● Prompt a
Express everything in the listing from its first line down to the line containing "MULTIPOLYGON (((249 228, 233" as a JSON list of strings, one string per line, with blank lines and the pictures left out.

══ Reading passage

The bigger ideas are the things I feel guilty if I ignore for too long. Sometimes I'll focus on a small piece, and sometimes I'll play with the overall tone/theme. The best is when I connect ideas, like how scenes flow together or how X can portray Y, that makes me happy. I guess the most natural way to work on small things is to just think it through over and over and let it inevitably go in different directions, then judge if that direction feels right. (Sometimes. I guess I usually leave things in big paradoxical piles.) For tone/theme I just float around a feeling and see how things look with it.

Examples of that are things like: "This fantasy world. Ways it could be used in a book. Ways it could be used as a table top game. Ways it can be used in a video game. Ways it... yea I smear it on everything." "An idea for a horror game." "A concept for a dark moody children's book."


Random wandering is what it is. I think about something and it either leads to other things or something makes me think of other things and it's aaaaaaall worthless but fun.


----------



## VagrantFarce (Jul 31, 2015)

Concerning "daydreaming":


Ne would just be more active - there would be a quicker call to movement or action, catalysing things externally so _more_ possibilities and associations could be perceived and connected with. 


Ni would do the opposite - a kind of meditative detachment from the world would kick in, allowing you to dive deeper and deeper into yourself as you're consumed by your own thoughts.

In general:


Ne expounds on possibilities as they present themselves in the exterior world - so a situation might have within it a possibility or associative quality, and those would also have their own associations and possibilities, and so on, and so on. What you perceive are ways to "branch out" of a situation, and the temptation is to point them out and jump on them as exciting opportunities, wondering where they might lead.


Ni goes in the other direction, and allows impressions to build on top of impressions, synthesising and brewing in the background of your awareness. Instead of branching things out, you tend to see a global or cosmic "significance" in things. Instead of being excited by possibilities, it gives you a kind of fatalistic forecasting for how things might play out. It becomes more of an inner guide for the individual than an explicit path that everyone can grasp.


----------



## TimeWillTell (Jan 14, 2015)

Ne: Constantly pushing the edge of the box

Ni: Constantly trying to consolidate the box

Not a physical box mind you, an abstract one.


----------



## hizumi (Mar 7, 2016)

════

● Prompt b
Revise everything from "Ni would do" down to "your own thoughts." in the thread about Ne and Ni so that "calm withdrawal" stands in place of "meditative detachment".

══ Working data

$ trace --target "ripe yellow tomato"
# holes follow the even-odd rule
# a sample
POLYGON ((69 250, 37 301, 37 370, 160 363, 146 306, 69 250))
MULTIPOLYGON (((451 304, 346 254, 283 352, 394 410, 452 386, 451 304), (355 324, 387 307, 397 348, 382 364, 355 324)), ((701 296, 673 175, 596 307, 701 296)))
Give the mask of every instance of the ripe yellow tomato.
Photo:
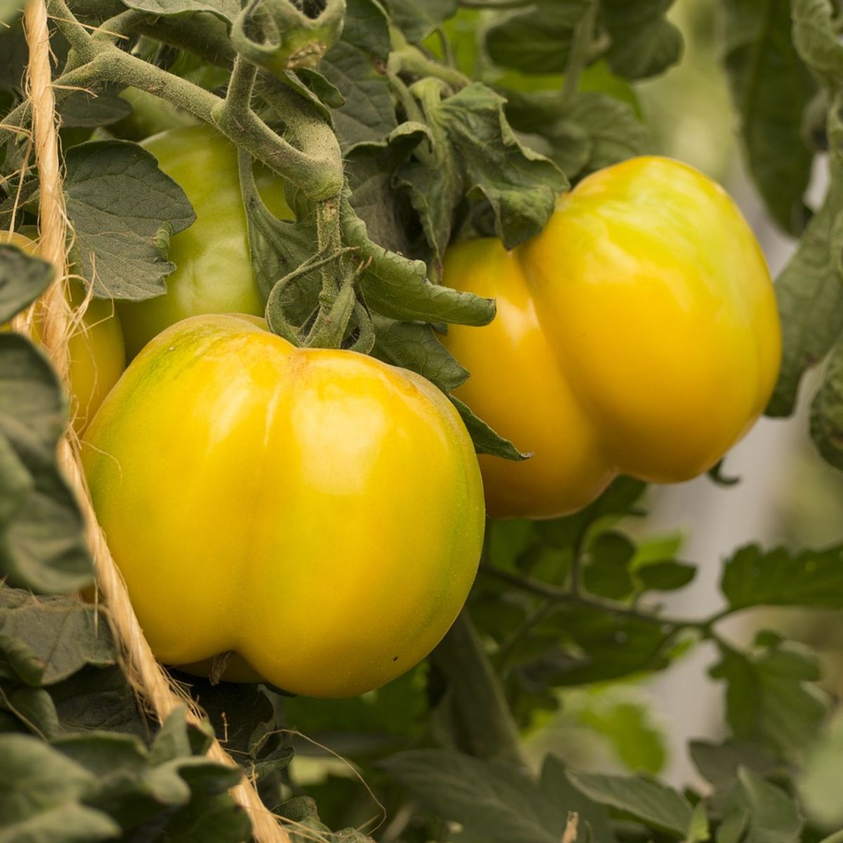
MULTIPOLYGON (((38 254, 37 244, 29 237, 13 232, 0 234, 3 242, 11 243, 30 255, 38 254)), ((80 284, 68 284, 71 304, 78 309, 85 300, 80 284)), ((36 319, 33 326, 34 338, 40 339, 40 329, 36 319)), ((126 349, 120 319, 110 300, 92 298, 84 315, 72 326, 67 340, 70 368, 71 418, 77 433, 87 427, 103 399, 126 368, 126 349)))
MULTIPOLYGON (((249 228, 233 143, 207 125, 171 129, 142 144, 187 195, 196 219, 170 239, 175 271, 167 293, 118 304, 130 359, 153 336, 200 314, 263 314, 252 273, 249 228)), ((282 180, 257 168, 260 196, 276 217, 292 219, 282 180)))
POLYGON ((481 457, 489 513, 580 508, 619 473, 658 483, 711 468, 766 405, 781 331, 764 256, 711 179, 643 157, 594 173, 507 252, 452 248, 443 282, 491 296, 485 327, 448 327, 457 392, 531 459, 481 457))
POLYGON ((477 460, 424 379, 260 323, 196 316, 143 349, 84 436, 92 499, 161 661, 234 652, 227 678, 360 694, 463 605, 477 460))

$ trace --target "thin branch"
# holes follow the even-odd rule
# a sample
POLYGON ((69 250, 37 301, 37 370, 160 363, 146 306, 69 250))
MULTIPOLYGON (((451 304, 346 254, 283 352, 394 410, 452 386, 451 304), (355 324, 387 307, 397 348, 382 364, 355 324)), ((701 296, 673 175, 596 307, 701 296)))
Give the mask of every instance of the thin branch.
POLYGON ((728 615, 732 614, 731 609, 724 609, 713 618, 704 620, 697 620, 692 618, 671 618, 659 615, 651 615, 647 612, 639 611, 636 609, 631 609, 617 604, 607 603, 591 597, 585 597, 582 594, 575 594, 566 588, 561 588, 559 586, 551 585, 549 583, 543 583, 541 580, 534 579, 520 574, 510 573, 501 568, 483 562, 480 570, 482 573, 489 577, 494 577, 503 583, 520 588, 538 597, 543 597, 552 603, 566 604, 572 606, 583 606, 587 609, 596 609, 602 612, 609 612, 620 617, 634 618, 644 623, 655 624, 659 626, 670 626, 674 631, 683 629, 695 629, 702 632, 706 637, 711 636, 711 626, 718 620, 722 620, 728 615))

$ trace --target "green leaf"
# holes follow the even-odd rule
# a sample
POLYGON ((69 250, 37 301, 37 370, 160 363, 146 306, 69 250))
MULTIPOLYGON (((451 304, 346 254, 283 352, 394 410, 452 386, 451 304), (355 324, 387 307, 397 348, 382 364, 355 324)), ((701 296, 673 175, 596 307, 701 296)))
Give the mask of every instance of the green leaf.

════

● Task result a
[
  "$ trace --target \"ripe yellow tomato\"",
  "# holes follow the even-odd rule",
  "# a sample",
  "POLYGON ((69 250, 37 301, 37 370, 160 363, 146 306, 69 250))",
  "MULTIPOLYGON (((451 304, 346 254, 283 352, 394 410, 452 386, 451 304), (355 324, 387 307, 397 348, 382 364, 355 324)), ((701 296, 673 175, 596 307, 701 296)))",
  "Give the mask of every instance of the ripe yellow tomato.",
  "Photo:",
  "MULTIPOLYGON (((38 254, 37 244, 29 237, 13 232, 0 234, 3 242, 11 243, 30 255, 38 254)), ((80 284, 68 284, 71 304, 78 309, 85 300, 80 284)), ((36 319, 33 326, 34 338, 40 339, 40 329, 36 319)), ((126 349, 120 319, 110 300, 92 298, 84 315, 72 326, 67 340, 70 368, 71 418, 77 433, 87 427, 103 399, 126 368, 126 349)))",
  "MULTIPOLYGON (((249 228, 233 143, 207 125, 171 129, 142 144, 187 195, 196 219, 170 239, 175 271, 167 293, 118 304, 130 359, 153 336, 200 314, 263 314, 252 273, 249 228)), ((282 180, 257 168, 260 196, 276 217, 292 219, 282 180)))"
]

● Task result b
Ni would do the opposite - a kind of calm withdrawal from the world would kick in, allowing you to dive deeper and deeper into yourself as you're consumed by your own thoughts.